Requirement: Can you quote all of the records below word for word, leaving out any pictures?
━━━ Supplied data ━━━
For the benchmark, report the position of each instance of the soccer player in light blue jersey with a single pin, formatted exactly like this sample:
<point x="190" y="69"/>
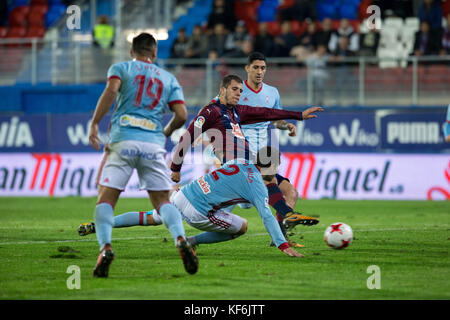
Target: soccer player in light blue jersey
<point x="137" y="137"/>
<point x="257" y="93"/>
<point x="447" y="126"/>
<point x="202" y="202"/>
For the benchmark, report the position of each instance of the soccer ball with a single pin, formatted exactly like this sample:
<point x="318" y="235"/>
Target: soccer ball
<point x="338" y="235"/>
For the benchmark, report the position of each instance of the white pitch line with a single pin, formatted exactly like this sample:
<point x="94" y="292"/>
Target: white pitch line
<point x="442" y="228"/>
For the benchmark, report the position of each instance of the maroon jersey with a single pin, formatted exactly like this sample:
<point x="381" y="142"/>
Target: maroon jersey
<point x="222" y="124"/>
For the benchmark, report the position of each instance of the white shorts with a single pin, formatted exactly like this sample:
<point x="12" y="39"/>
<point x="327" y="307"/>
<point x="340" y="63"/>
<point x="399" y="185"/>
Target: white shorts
<point x="120" y="158"/>
<point x="220" y="221"/>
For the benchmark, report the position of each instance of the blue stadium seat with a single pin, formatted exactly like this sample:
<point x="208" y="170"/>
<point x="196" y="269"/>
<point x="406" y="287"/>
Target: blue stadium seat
<point x="326" y="10"/>
<point x="348" y="11"/>
<point x="17" y="3"/>
<point x="267" y="12"/>
<point x="53" y="14"/>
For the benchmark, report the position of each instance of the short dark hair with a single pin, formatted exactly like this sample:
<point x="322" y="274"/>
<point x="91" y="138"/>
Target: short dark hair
<point x="144" y="44"/>
<point x="267" y="156"/>
<point x="228" y="78"/>
<point x="255" y="56"/>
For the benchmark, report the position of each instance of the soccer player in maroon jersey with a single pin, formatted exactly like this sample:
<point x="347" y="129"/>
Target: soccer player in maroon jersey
<point x="221" y="120"/>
━━━
Solved exercise:
For the benchmark, report the position of each instance of the soccer player in light blue jersey with a single pin, formatted exactly like this sample:
<point x="190" y="69"/>
Target: soccer player in light blue jersey
<point x="137" y="137"/>
<point x="257" y="93"/>
<point x="447" y="126"/>
<point x="202" y="202"/>
For the benchmark, report the position of each instance of the soccer ball with a single pin, formatted exactly like this sample:
<point x="318" y="235"/>
Target: soccer ball
<point x="338" y="235"/>
For the benchmark, report the position of each instance of the white pitch line with a single pin, formatted exactly like this sample:
<point x="94" y="292"/>
Target: white pitch line
<point x="442" y="228"/>
For the benchmark, report the position of each instance of the maroon jersey with a single pin, formatted exactly like this sample:
<point x="381" y="142"/>
Target: maroon jersey
<point x="222" y="124"/>
For the benchmark, report the position of each instance of the white shorts with a single pin, formatted exactly like this sample:
<point x="12" y="39"/>
<point x="327" y="307"/>
<point x="340" y="63"/>
<point x="399" y="185"/>
Target: white shorts
<point x="120" y="158"/>
<point x="220" y="221"/>
For the benchmark, report the position of each instance of the blue stadium seat with a single pin, formatted exactly like this sample:
<point x="208" y="170"/>
<point x="196" y="269"/>
<point x="406" y="287"/>
Target: blue stadium seat
<point x="326" y="10"/>
<point x="348" y="11"/>
<point x="17" y="3"/>
<point x="267" y="12"/>
<point x="53" y="14"/>
For the benchmark, report the position of each instance of the short dark hair with a single pin, formatted exactly like this sample:
<point x="322" y="274"/>
<point x="91" y="138"/>
Target: short dark hair
<point x="144" y="44"/>
<point x="267" y="156"/>
<point x="228" y="78"/>
<point x="255" y="56"/>
For the benchmark, report the position of each instance of the soccer player in maroon jersey with a single pin, formatted exactly like this sample:
<point x="347" y="129"/>
Target: soccer player in maroon jersey
<point x="221" y="120"/>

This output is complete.